# My new Jagdterrier "Jazz"



## TXPalerider (May 21, 2004)

I've been wanting a good tracking dog for some time, but, I wanted one that was small enough in stature to easily ride in the cab of my truck as well as on the front seat of my cart or the back of an ATV. Additionally. I was looking for a dog with enough grit to hold it's own and bay a wounded deer or pig if the situation arose.

So, after a great deal of research, I stumbled upon and decided to buy a Jagdterrier (German Hunt Terrier). These little dogs are proof positive that dynamite comes in small packages. And they might have been referring to these little dogs when the phrase "No Fear" was coined.

She arrived from Tennessee yesterday morning and is now 9 weeks old. She has a really cool personality and has 2 speeds...wide open and stop!!! I can't wait to put her on her first blood trail. And, the way some of the guys on our ranch shoot , I'm pretty sure she'll have plenty of opportunities to practice. LOL

Here are a few pics I took yesterday during one of the brief periods when my kids weren't carrying her. 

Enjoy!!


----------



## wtc3 (Aug 16, 2005)

"Grit" is an understatement!! Those are some cool little dogs and are a blast to hunt over! I was lucky enough to see a pair of them turned loose on a big boar over in Louisiana two summers ago. They had no problem holding their own and the teamwork was crazy! Congrats on a heck of a dog. Keep us posted!


----------



## kenforu (Mar 16, 2006)

Great looking pup Terrier's are great dogs.


----------



## RedFisch (Jan 15, 2009)

Cool looking little dog, never heard of them. How big will she get?


----------



## marshhunter (Mar 20, 2008)

awesome pup....im sure shell do great....can they be trained to find deer sheds??


----------



## TXPalerider (May 21, 2004)

RedFisch said:


> Cool looking little dog, never heard of them. How big will she get?


She should be 15-17lbs when she's full grown.


----------



## State_Vet (Oct 10, 2006)

good looking pup!


----------



## Bucksnort (Jun 29, 2004)

Are you sure they didn't sell you a Yorkie? I hope you included yourself in that expert marksman catagory. LOL. I'm looking forward to seeing lil Jazz do some tracking. Great looking dog!


----------



## brush popper (Jan 13, 2009)

Awesome dogs when I was younger I used to work at the one of the Quail camps at the King Ranch as an outrider. One of the dog handlers had 2 of them (Woody and Jesse), and there wasn't a hole that if a wounded quail got in that they wouldn't dig the bird out of. Or a thicket so bad the other dogs wouldn't dare go in, they almost always executed. Congrats


----------



## jimk (May 28, 2004)

# # # # #

What you will do>
(A) Sum up the forum thread about the new Jagdterrier in two sentences.
(B) Copy out every line of the rows below that contains the word "yellow".

Records of labeled points:
# # # # #

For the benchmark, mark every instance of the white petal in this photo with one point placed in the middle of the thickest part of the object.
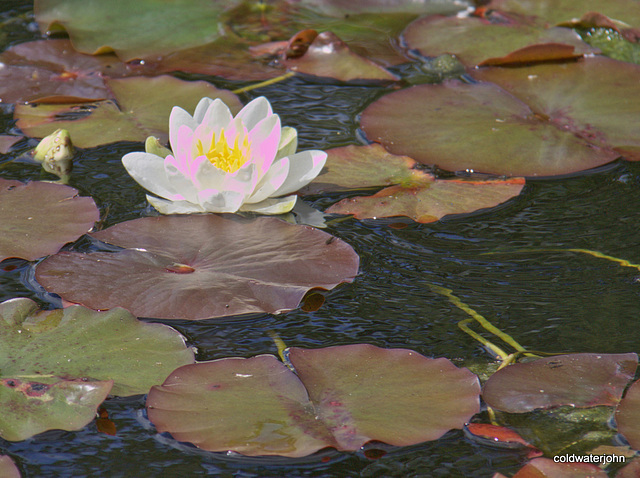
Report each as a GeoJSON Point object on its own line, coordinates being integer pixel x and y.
{"type": "Point", "coordinates": [174, 207]}
{"type": "Point", "coordinates": [254, 112]}
{"type": "Point", "coordinates": [288, 142]}
{"type": "Point", "coordinates": [216, 117]}
{"type": "Point", "coordinates": [148, 171]}
{"type": "Point", "coordinates": [178, 118]}
{"type": "Point", "coordinates": [304, 167]}
{"type": "Point", "coordinates": [201, 109]}
{"type": "Point", "coordinates": [272, 205]}
{"type": "Point", "coordinates": [271, 181]}
{"type": "Point", "coordinates": [180, 181]}
{"type": "Point", "coordinates": [220, 201]}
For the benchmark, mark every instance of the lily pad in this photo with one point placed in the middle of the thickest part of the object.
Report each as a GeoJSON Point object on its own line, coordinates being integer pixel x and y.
{"type": "Point", "coordinates": [341, 397]}
{"type": "Point", "coordinates": [140, 108]}
{"type": "Point", "coordinates": [482, 127]}
{"type": "Point", "coordinates": [329, 56]}
{"type": "Point", "coordinates": [38, 218]}
{"type": "Point", "coordinates": [133, 29]}
{"type": "Point", "coordinates": [8, 468]}
{"type": "Point", "coordinates": [628, 415]}
{"type": "Point", "coordinates": [40, 69]}
{"type": "Point", "coordinates": [548, 468]}
{"type": "Point", "coordinates": [478, 41]}
{"type": "Point", "coordinates": [59, 365]}
{"type": "Point", "coordinates": [431, 200]}
{"type": "Point", "coordinates": [595, 99]}
{"type": "Point", "coordinates": [579, 380]}
{"type": "Point", "coordinates": [201, 266]}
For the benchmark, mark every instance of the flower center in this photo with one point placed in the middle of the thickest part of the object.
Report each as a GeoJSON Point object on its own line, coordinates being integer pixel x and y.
{"type": "Point", "coordinates": [229, 159]}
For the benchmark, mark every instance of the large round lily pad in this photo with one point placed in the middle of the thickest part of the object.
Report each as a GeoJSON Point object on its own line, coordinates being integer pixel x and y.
{"type": "Point", "coordinates": [201, 266]}
{"type": "Point", "coordinates": [481, 127]}
{"type": "Point", "coordinates": [476, 41]}
{"type": "Point", "coordinates": [579, 380]}
{"type": "Point", "coordinates": [140, 108]}
{"type": "Point", "coordinates": [343, 397]}
{"type": "Point", "coordinates": [133, 29]}
{"type": "Point", "coordinates": [38, 218]}
{"type": "Point", "coordinates": [595, 99]}
{"type": "Point", "coordinates": [46, 68]}
{"type": "Point", "coordinates": [57, 366]}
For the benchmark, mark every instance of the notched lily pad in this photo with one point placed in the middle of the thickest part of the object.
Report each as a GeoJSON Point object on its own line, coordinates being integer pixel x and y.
{"type": "Point", "coordinates": [341, 397]}
{"type": "Point", "coordinates": [38, 218]}
{"type": "Point", "coordinates": [201, 266]}
{"type": "Point", "coordinates": [37, 70]}
{"type": "Point", "coordinates": [140, 108]}
{"type": "Point", "coordinates": [57, 366]}
{"type": "Point", "coordinates": [579, 380]}
{"type": "Point", "coordinates": [488, 129]}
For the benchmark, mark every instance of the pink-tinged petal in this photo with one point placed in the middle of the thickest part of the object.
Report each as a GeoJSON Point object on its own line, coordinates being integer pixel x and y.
{"type": "Point", "coordinates": [148, 171]}
{"type": "Point", "coordinates": [217, 117]}
{"type": "Point", "coordinates": [180, 182]}
{"type": "Point", "coordinates": [264, 139]}
{"type": "Point", "coordinates": [272, 205]}
{"type": "Point", "coordinates": [174, 207]}
{"type": "Point", "coordinates": [288, 142]}
{"type": "Point", "coordinates": [271, 181]}
{"type": "Point", "coordinates": [304, 167]}
{"type": "Point", "coordinates": [178, 119]}
{"type": "Point", "coordinates": [201, 109]}
{"type": "Point", "coordinates": [254, 112]}
{"type": "Point", "coordinates": [212, 200]}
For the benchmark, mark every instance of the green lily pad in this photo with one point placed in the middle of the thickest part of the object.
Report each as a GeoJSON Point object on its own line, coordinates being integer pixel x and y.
{"type": "Point", "coordinates": [45, 68]}
{"type": "Point", "coordinates": [133, 29]}
{"type": "Point", "coordinates": [628, 415]}
{"type": "Point", "coordinates": [478, 41]}
{"type": "Point", "coordinates": [431, 200]}
{"type": "Point", "coordinates": [579, 380]}
{"type": "Point", "coordinates": [482, 127]}
{"type": "Point", "coordinates": [341, 397]}
{"type": "Point", "coordinates": [201, 266]}
{"type": "Point", "coordinates": [595, 99]}
{"type": "Point", "coordinates": [57, 366]}
{"type": "Point", "coordinates": [140, 108]}
{"type": "Point", "coordinates": [38, 218]}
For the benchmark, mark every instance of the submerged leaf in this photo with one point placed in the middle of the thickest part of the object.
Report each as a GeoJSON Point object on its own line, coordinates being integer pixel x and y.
{"type": "Point", "coordinates": [57, 366]}
{"type": "Point", "coordinates": [38, 218]}
{"type": "Point", "coordinates": [579, 380]}
{"type": "Point", "coordinates": [201, 266]}
{"type": "Point", "coordinates": [342, 397]}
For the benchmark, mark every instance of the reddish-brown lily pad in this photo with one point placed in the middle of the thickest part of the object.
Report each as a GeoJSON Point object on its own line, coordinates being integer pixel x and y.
{"type": "Point", "coordinates": [579, 380]}
{"type": "Point", "coordinates": [341, 397]}
{"type": "Point", "coordinates": [140, 108]}
{"type": "Point", "coordinates": [548, 468]}
{"type": "Point", "coordinates": [38, 218]}
{"type": "Point", "coordinates": [595, 99]}
{"type": "Point", "coordinates": [482, 127]}
{"type": "Point", "coordinates": [478, 41]}
{"type": "Point", "coordinates": [45, 68]}
{"type": "Point", "coordinates": [628, 416]}
{"type": "Point", "coordinates": [201, 266]}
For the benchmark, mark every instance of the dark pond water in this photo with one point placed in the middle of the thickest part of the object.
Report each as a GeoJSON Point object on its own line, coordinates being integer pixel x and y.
{"type": "Point", "coordinates": [548, 300]}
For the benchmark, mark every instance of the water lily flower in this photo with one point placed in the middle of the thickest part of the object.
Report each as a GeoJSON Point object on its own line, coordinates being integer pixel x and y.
{"type": "Point", "coordinates": [222, 163]}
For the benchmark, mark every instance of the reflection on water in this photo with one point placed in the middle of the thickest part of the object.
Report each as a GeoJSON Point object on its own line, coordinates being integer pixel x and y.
{"type": "Point", "coordinates": [506, 264]}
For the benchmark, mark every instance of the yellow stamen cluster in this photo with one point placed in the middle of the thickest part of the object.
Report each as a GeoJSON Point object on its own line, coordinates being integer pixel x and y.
{"type": "Point", "coordinates": [229, 159]}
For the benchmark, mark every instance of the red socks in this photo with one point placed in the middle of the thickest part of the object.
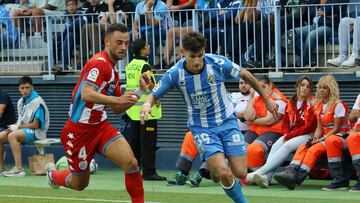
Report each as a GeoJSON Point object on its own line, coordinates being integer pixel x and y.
{"type": "Point", "coordinates": [134, 187]}
{"type": "Point", "coordinates": [59, 177]}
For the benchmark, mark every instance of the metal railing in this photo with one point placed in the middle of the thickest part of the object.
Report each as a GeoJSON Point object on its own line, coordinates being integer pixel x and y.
{"type": "Point", "coordinates": [271, 39]}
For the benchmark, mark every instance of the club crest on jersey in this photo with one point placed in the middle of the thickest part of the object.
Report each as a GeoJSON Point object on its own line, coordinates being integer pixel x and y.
{"type": "Point", "coordinates": [93, 74]}
{"type": "Point", "coordinates": [83, 165]}
{"type": "Point", "coordinates": [211, 79]}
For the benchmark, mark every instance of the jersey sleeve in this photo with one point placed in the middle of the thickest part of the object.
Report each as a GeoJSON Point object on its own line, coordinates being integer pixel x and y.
{"type": "Point", "coordinates": [357, 103]}
{"type": "Point", "coordinates": [165, 84]}
{"type": "Point", "coordinates": [96, 73]}
{"type": "Point", "coordinates": [40, 116]}
{"type": "Point", "coordinates": [340, 111]}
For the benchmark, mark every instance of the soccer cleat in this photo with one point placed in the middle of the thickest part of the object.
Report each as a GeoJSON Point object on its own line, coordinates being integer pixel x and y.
{"type": "Point", "coordinates": [244, 182]}
{"type": "Point", "coordinates": [261, 180]}
{"type": "Point", "coordinates": [179, 179]}
{"type": "Point", "coordinates": [355, 188]}
{"type": "Point", "coordinates": [350, 62]}
{"type": "Point", "coordinates": [336, 186]}
{"type": "Point", "coordinates": [14, 172]}
{"type": "Point", "coordinates": [49, 169]}
{"type": "Point", "coordinates": [286, 178]}
{"type": "Point", "coordinates": [195, 180]}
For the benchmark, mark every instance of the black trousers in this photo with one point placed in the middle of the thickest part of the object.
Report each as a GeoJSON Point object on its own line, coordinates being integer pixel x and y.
{"type": "Point", "coordinates": [142, 139]}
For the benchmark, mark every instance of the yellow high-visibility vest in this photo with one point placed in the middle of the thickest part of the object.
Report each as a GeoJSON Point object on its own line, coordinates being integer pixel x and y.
{"type": "Point", "coordinates": [133, 73]}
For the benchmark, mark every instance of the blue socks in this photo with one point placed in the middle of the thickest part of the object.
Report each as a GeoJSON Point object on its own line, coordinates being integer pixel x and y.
{"type": "Point", "coordinates": [235, 193]}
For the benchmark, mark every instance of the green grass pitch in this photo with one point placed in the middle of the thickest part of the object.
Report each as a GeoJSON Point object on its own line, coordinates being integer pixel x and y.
{"type": "Point", "coordinates": [107, 185]}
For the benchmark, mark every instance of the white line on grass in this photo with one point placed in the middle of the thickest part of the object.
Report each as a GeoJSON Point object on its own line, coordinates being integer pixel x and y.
{"type": "Point", "coordinates": [67, 198]}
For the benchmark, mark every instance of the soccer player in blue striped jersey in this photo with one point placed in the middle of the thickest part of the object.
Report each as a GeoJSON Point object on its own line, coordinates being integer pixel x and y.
{"type": "Point", "coordinates": [200, 79]}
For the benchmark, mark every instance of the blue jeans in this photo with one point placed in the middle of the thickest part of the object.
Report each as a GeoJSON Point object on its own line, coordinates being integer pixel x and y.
{"type": "Point", "coordinates": [309, 36]}
{"type": "Point", "coordinates": [153, 37]}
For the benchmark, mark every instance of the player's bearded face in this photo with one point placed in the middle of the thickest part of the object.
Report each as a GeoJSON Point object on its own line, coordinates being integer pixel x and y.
{"type": "Point", "coordinates": [118, 44]}
{"type": "Point", "coordinates": [25, 89]}
{"type": "Point", "coordinates": [194, 61]}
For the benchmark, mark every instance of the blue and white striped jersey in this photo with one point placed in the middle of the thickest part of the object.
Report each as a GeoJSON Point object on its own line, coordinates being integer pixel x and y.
{"type": "Point", "coordinates": [208, 104]}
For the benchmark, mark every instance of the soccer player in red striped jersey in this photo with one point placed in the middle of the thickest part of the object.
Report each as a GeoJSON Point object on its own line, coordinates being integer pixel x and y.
{"type": "Point", "coordinates": [88, 131]}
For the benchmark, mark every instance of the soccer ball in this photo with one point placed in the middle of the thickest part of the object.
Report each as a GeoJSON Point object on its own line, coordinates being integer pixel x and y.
{"type": "Point", "coordinates": [62, 164]}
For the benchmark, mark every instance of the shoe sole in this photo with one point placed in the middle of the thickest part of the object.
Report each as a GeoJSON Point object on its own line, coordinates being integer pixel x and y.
{"type": "Point", "coordinates": [259, 181]}
{"type": "Point", "coordinates": [340, 189]}
{"type": "Point", "coordinates": [51, 183]}
{"type": "Point", "coordinates": [284, 182]}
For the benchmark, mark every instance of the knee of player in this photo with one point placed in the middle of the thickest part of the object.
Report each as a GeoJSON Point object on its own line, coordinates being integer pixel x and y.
{"type": "Point", "coordinates": [224, 173]}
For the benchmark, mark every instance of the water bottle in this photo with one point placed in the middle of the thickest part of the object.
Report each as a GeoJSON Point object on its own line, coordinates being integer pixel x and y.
{"type": "Point", "coordinates": [23, 41]}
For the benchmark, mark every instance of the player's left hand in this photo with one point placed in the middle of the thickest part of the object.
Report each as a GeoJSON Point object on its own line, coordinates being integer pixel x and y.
{"type": "Point", "coordinates": [145, 81]}
{"type": "Point", "coordinates": [272, 107]}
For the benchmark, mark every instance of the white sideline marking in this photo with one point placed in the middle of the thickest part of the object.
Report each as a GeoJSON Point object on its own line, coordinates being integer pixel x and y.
{"type": "Point", "coordinates": [67, 198]}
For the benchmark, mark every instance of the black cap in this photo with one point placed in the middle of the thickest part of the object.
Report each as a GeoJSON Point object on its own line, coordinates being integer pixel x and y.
{"type": "Point", "coordinates": [136, 46]}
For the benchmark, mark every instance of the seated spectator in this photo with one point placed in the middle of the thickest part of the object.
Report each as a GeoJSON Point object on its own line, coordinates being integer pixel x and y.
{"type": "Point", "coordinates": [32, 124]}
{"type": "Point", "coordinates": [71, 35]}
{"type": "Point", "coordinates": [298, 124]}
{"type": "Point", "coordinates": [37, 9]}
{"type": "Point", "coordinates": [181, 17]}
{"type": "Point", "coordinates": [8, 34]}
{"type": "Point", "coordinates": [188, 148]}
{"type": "Point", "coordinates": [265, 128]}
{"type": "Point", "coordinates": [348, 25]}
{"type": "Point", "coordinates": [331, 114]}
{"type": "Point", "coordinates": [95, 31]}
{"type": "Point", "coordinates": [152, 20]}
{"type": "Point", "coordinates": [335, 147]}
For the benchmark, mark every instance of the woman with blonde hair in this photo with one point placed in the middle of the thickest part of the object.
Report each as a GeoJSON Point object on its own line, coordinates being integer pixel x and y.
{"type": "Point", "coordinates": [298, 125]}
{"type": "Point", "coordinates": [331, 114]}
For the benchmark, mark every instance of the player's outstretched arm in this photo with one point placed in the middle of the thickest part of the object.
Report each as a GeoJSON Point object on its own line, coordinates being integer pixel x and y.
{"type": "Point", "coordinates": [270, 105]}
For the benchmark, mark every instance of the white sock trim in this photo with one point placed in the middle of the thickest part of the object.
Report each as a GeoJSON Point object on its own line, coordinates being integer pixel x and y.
{"type": "Point", "coordinates": [230, 187]}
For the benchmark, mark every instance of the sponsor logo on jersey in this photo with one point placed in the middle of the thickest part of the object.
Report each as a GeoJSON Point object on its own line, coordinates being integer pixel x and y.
{"type": "Point", "coordinates": [83, 165]}
{"type": "Point", "coordinates": [236, 140]}
{"type": "Point", "coordinates": [157, 86]}
{"type": "Point", "coordinates": [211, 79]}
{"type": "Point", "coordinates": [101, 59]}
{"type": "Point", "coordinates": [93, 74]}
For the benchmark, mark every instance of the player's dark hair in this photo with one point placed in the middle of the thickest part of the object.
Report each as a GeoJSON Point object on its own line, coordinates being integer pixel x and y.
{"type": "Point", "coordinates": [194, 42]}
{"type": "Point", "coordinates": [117, 27]}
{"type": "Point", "coordinates": [24, 80]}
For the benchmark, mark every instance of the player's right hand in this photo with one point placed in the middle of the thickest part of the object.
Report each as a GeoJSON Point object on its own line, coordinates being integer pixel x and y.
{"type": "Point", "coordinates": [129, 98]}
{"type": "Point", "coordinates": [144, 113]}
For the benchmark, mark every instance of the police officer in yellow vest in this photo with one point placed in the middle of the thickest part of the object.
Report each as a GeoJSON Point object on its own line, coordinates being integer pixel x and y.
{"type": "Point", "coordinates": [142, 138]}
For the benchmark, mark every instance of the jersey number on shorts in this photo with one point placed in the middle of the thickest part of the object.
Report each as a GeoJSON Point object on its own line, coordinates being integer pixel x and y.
{"type": "Point", "coordinates": [82, 153]}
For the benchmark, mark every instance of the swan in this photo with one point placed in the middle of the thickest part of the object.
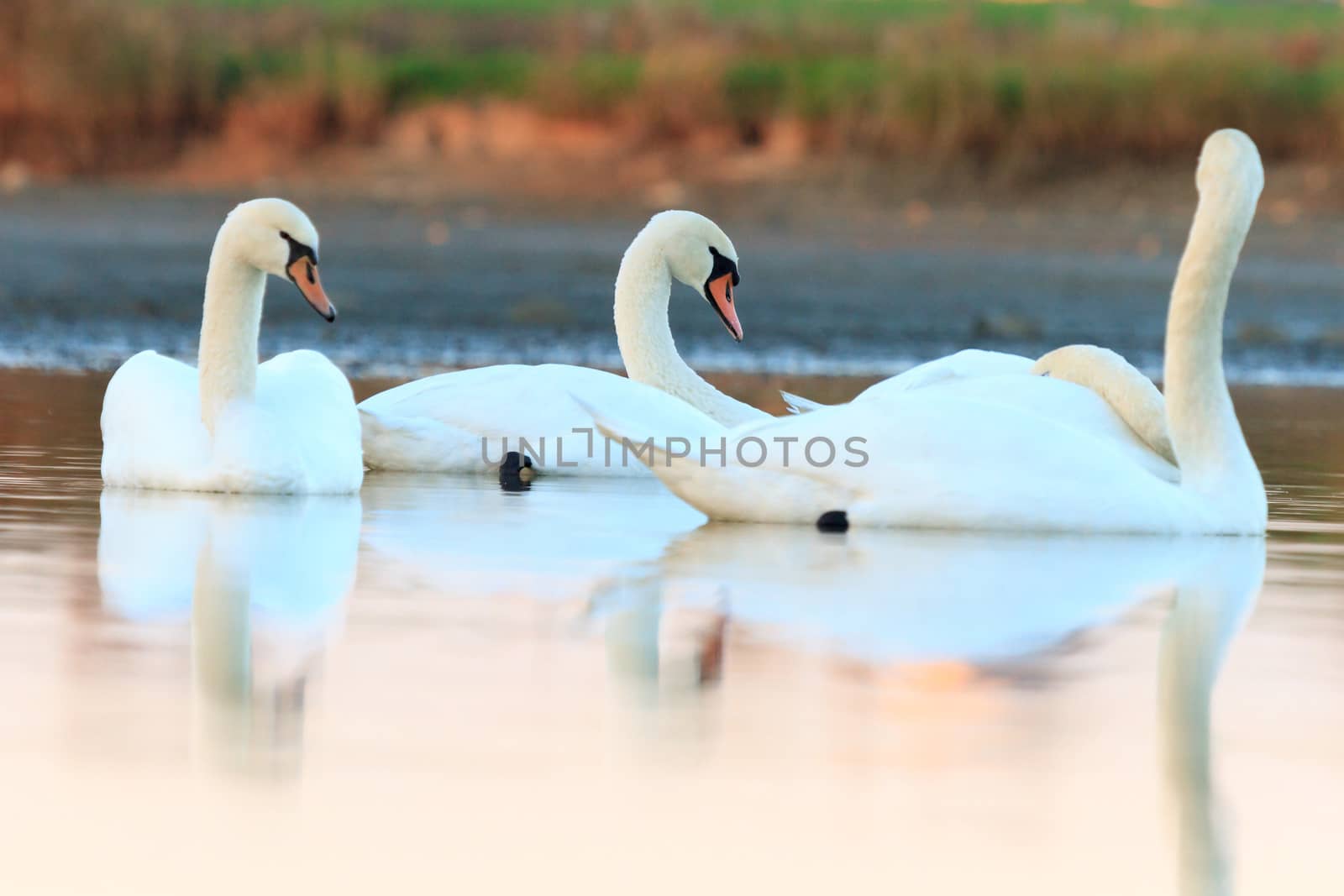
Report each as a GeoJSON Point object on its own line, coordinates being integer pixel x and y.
{"type": "Point", "coordinates": [286, 426]}
{"type": "Point", "coordinates": [1124, 387]}
{"type": "Point", "coordinates": [953, 458]}
{"type": "Point", "coordinates": [460, 422]}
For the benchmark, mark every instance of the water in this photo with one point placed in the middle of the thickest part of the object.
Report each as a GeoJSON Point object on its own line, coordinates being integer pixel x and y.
{"type": "Point", "coordinates": [92, 275]}
{"type": "Point", "coordinates": [584, 687]}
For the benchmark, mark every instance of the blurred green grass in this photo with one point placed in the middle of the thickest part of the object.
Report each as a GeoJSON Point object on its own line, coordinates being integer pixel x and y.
{"type": "Point", "coordinates": [938, 81]}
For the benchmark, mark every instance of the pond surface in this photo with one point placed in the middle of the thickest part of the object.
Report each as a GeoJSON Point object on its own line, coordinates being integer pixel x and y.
{"type": "Point", "coordinates": [438, 684]}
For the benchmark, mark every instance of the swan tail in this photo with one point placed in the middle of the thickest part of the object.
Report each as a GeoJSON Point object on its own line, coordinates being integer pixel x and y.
{"type": "Point", "coordinates": [799, 405]}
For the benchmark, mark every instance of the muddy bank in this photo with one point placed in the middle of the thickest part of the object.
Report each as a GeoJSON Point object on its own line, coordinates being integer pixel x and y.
{"type": "Point", "coordinates": [87, 275]}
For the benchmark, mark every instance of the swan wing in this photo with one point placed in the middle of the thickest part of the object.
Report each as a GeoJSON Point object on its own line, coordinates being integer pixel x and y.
{"type": "Point", "coordinates": [929, 461]}
{"type": "Point", "coordinates": [468, 419]}
{"type": "Point", "coordinates": [308, 411]}
{"type": "Point", "coordinates": [152, 436]}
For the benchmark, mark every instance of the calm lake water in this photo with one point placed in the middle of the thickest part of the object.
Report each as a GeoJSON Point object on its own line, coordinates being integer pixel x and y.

# # # # #

The responses>
(A) A forum member bought a Jagdterrier puppy named Jazz as a tracking dog small enough to ride in a truck, cart, or ATV, yet tough enough to bay a wounded deer or pig; she arrived from Tennessee at 9 weeks old and should weigh 15-17 lbs when full grown. Other members praised the pup and shared how these dogs held their own on a big boar in Louisiana and dug wounded quail out of holes at the King Ranch.

(B)
For the benchmark, mark every instance of the yellow stamen cluster in this photo with one point placed in the middle of the thickest part of the object.
For the benchmark, mark every instance of the yellow high-visibility vest in this photo with one point placed in the middle of the thickest part of the object.
For the benchmark, mark every instance of the police officer in yellow vest in this photo with one point placed in the middle of the thickest part of the object.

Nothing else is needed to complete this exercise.